[Article]
========================================

This is the amount that must be paid every month in order to pay off the loan in the prescribed number of years. Of course, there is a formula for this:

M = \displaystyle \frac{Pr}{12 \displaystyle \left[1 - \left( 1 + \frac{r}{12} \right)^{-12t} \right]}

I won’t go into the derivation of this formula here, as it’s a bit complicated. Notice that this formula does not include escrow, points, closing costs, etc. This is strictly the amount of money that’s needed to pay down the principal.

The table, beginning in Row 8 of the above picture, shows how quickly the principal will be paid off. In row 8, the interest that’s paid for that month isĀ  computed by

=\hbox{B8} * \$ \hbox{B}\$\hbox{2}/12

Therefore, the amount of the monthly payment that actually goes toward paying down the principal will be

= \$\hbox{B}\$\hbox{4} - \hbox{C8}

Column E provides an opportunity to pay something extra each month; more on this later. So, after taking into account the payments in columns D and E, the amount remaining on the loan is recorded in Cell F8:

= \hbox{B8} - \hbox{D8} - \hbox{E8}

This amount is then copied into Cell B9, and then the pattern can be filled down.

The yellow graph shows how quickly the balance of the loan is paid off over the length of the loan. A picture is worth a thousand words: in the initial years of the loan, most of the payments are gobbled up by the interest, and so the principal is paid off slowly. Only in the latter years of the loan is the principal paid off quickly.

So, it stands to reason that any extra payments in the initial months and years of the loan can do wonders for paying off the loan quickly. For example, here’s a screenshot of what happens if an extra $200/month is paid only in the first 12 months of the loan:

AmortizationwA definite bend in the graph is evident in the initial 12 months until the normal payment is resumed in month 13. As a result of those extra payments, the curve now intersects the horizontal axis around 340. In other words, 20 fewer months are required to pay off the loan. Stated another way, the extra payments in the first year cost an extra \$200 \times 12 = \$2400. However, in the long run, those payments saved about \$536.82 \times 20 \approx \$10,700!

========================================

[Source material]
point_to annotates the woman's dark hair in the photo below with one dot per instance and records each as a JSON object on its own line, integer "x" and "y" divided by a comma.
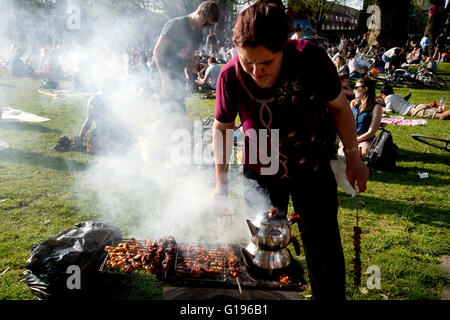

========================================

[Work instructions]
1 > Summarize the amortization passage in two sentences.
2 > List every cost that the amortization passage names as left out of the monthly payment formula.
3 > For each statement, say whether it agrees with the amortization passage, and quote the words that decide it.
(a) The monthly payment formula includes closing costs.
(b) In the early years of the loan, most of each payment goes to interest.
(c) Paying an extra $200 a month for the first 12 months cuts the time needed to pay off the loan by 20 months.

[Answers below]
1 > The passage gives a formula for the monthly loan payment and shows how a spreadsheet tracks the interest, the principal payment, any extra payment and the remaining balance month by month. Because the early payments go mostly to interest, extra payments in the first year shorten the loan: an extra $200 a month for 12 months means 20 fewer months of payments and saves about $10,700.

2 >
- escrow
- points
- closing costs

3 >
(a) No: "this formula does not include escrow, points, closing costs, etc."
(b) Yes: "in the initial years of the loan, most of the payments are gobbled up by the interest"
(c) Yes: "20 fewer months are required to pay off the loan."